* Work instructions: Output the line containing "Pin the winter" and all subsequent lines of the listing below, copied exactly, with no other lines.

--- Start of Data for this task ---

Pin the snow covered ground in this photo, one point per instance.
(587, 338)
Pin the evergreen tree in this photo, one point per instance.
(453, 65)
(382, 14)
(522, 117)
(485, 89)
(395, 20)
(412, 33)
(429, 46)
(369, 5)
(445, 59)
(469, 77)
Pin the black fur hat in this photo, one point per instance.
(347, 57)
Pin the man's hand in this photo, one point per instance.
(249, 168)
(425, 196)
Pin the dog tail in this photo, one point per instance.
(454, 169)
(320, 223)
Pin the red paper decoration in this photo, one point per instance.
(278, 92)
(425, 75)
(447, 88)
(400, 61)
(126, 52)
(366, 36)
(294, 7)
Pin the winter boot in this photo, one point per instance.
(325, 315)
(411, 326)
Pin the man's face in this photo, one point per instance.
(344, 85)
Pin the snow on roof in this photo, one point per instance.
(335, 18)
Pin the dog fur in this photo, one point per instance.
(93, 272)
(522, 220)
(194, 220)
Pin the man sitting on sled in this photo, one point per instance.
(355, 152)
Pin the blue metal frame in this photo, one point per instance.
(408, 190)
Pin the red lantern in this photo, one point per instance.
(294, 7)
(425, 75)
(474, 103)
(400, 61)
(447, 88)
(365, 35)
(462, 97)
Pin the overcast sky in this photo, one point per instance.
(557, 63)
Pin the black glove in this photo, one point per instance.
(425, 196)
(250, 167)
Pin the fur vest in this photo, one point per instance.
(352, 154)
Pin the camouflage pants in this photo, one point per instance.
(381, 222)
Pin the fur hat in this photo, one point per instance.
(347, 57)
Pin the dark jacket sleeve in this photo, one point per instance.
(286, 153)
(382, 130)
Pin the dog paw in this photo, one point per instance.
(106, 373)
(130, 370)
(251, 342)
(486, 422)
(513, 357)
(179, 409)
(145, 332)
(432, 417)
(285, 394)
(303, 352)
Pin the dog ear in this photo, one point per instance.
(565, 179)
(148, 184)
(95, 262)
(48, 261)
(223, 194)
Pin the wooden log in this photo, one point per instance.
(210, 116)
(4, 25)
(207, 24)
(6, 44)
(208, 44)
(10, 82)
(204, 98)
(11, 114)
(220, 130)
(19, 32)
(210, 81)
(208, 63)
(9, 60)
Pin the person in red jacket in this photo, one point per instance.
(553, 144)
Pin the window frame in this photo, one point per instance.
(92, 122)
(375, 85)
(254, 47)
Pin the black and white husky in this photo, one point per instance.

--- End of Data for this task ---

* Solution to the exercise:
Pin the winter boot in this photo, one point per instance.
(325, 315)
(411, 326)
Pin the man's face in this photo, one point per instance.
(344, 85)
Pin the snow on roof in this photo, one point per instance.
(335, 18)
Pin the dog fur in this photo, one point per instance.
(93, 272)
(522, 220)
(194, 220)
Pin the man sitting on sled in this photo, one point per instance.
(355, 152)
Pin the blue metal frame in this photo, one point per instance.
(408, 190)
Pin the red lantern in this photo, one point per instance.
(294, 7)
(425, 75)
(474, 103)
(400, 61)
(447, 88)
(365, 35)
(462, 97)
Pin the overcast sky in this photo, one point per instance.
(557, 63)
Pin the black glove in this photo, one point per instance.
(425, 196)
(250, 167)
Pin the fur vest in this photo, one point per instance.
(352, 154)
Pin the camouflage pants in this photo, one point per instance.
(381, 222)
Pin the fur hat in this photo, one point per instance.
(347, 57)
Pin the dark jacket sleeve in this photo, one point per instance.
(286, 153)
(382, 130)
Pin the dog paw in this photo, one point per instance.
(106, 373)
(130, 370)
(251, 342)
(486, 422)
(513, 357)
(179, 409)
(145, 332)
(432, 417)
(285, 394)
(303, 352)
Pin the dog ear in this photo, one point per instance.
(565, 179)
(148, 184)
(95, 262)
(48, 261)
(223, 194)
Pin the wooden log in this photo, one point per instance.
(210, 116)
(4, 25)
(207, 24)
(6, 44)
(208, 44)
(10, 82)
(204, 98)
(11, 114)
(220, 130)
(19, 32)
(210, 81)
(208, 63)
(9, 60)
Pin the person in red jacket in this photo, one point per instance.
(553, 144)
Pin the window frame in this photo, one point per instance.
(92, 122)
(375, 85)
(254, 47)
Pin the black and white husky in this photo, one point per instance.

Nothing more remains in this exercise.